**Work to complete:**
Without the images, print every line of the material below exactly as given.

**Input records:**
____________________

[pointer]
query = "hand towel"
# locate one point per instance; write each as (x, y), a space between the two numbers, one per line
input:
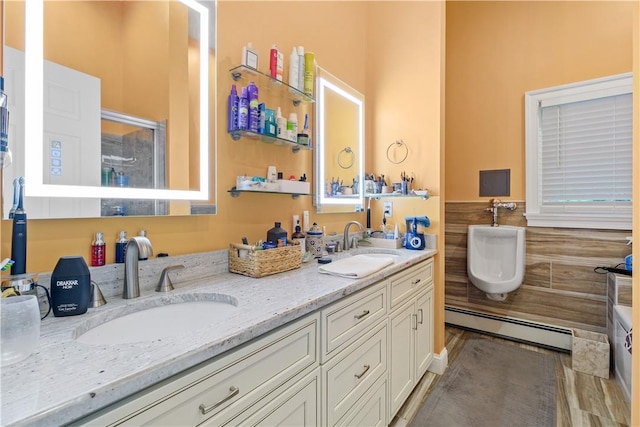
(355, 267)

____________________

**Answer to this task:**
[pointer]
query = "hand towel"
# locate one point per instance; write each as (x, y), a space between the two numbers, one per line
input:
(355, 267)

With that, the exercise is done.